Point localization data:
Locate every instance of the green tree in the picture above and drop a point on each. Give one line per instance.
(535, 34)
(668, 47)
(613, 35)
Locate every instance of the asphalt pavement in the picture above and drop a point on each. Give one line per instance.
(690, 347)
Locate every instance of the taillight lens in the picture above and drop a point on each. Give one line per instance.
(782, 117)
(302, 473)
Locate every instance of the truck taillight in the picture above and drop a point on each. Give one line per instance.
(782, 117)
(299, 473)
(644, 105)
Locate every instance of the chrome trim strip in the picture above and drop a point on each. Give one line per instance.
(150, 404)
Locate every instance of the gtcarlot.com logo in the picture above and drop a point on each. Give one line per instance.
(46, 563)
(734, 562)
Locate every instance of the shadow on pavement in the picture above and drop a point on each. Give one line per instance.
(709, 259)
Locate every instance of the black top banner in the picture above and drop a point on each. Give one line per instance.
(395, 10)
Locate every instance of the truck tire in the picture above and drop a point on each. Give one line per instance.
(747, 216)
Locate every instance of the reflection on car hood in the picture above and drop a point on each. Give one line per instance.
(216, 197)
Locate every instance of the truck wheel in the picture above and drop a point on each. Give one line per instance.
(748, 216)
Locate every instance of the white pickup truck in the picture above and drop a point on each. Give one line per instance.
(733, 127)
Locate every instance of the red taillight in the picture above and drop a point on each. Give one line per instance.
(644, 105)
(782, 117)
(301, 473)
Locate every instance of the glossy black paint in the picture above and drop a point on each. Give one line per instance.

» **WHAT YOU HAVE TO DO**
Print every record exactly, so that each word matches what is written above.

» **OUTPUT FOR THIS EXERCISE**
Locate every instance of the green tree in the picture above and drop a point on each. Give one line per instance.
(535, 34)
(668, 47)
(613, 35)
Locate every instance of the asphalt pavement in the picture above and drop a point on each. Give one line per instance.
(690, 347)
Locate every instance of the taillight lens in the picture above and drop a point on each. Give one line per instance.
(782, 117)
(302, 473)
Locate every instance of the truck taillight in the picture above and drop a point on each. Give one line per instance.
(782, 117)
(299, 473)
(644, 105)
Locate every instance of the chrome trim strip in the picture above and drop a point on each. Give one line per instance.
(150, 404)
Locate every instance of the gtcarlot.com logo in the picture above and drop a point on each. Give one line per instance.
(46, 563)
(734, 562)
Locate every instance of the shadow on pavement in the picture above and drop a point on each. Give one line per instance.
(709, 259)
Locate every instance of the black top banner in the picture above and drop a point on each. Give one line per instance.
(395, 10)
Locate every instance of the truck tire in the picture above and drop a point on each. Give one line per instance.
(747, 216)
Locate every instance of the reflection on car hood in the picture above and drop a point on each. Give one line per instance.
(216, 197)
Locate every instance of the truck wheel in the picture above and drop a point on each. Give one line per instance.
(748, 216)
Locate every instance of the white pickup truck in the picture above and drop a point on each. Give one line per instance.
(733, 127)
Locate every instance of the red taillight in the picture above and drop a point on each. Give one line per instance.
(644, 105)
(782, 117)
(301, 473)
Locate every instance of the glossy black paint in the picture above and drop a point on each. Give one line per instance.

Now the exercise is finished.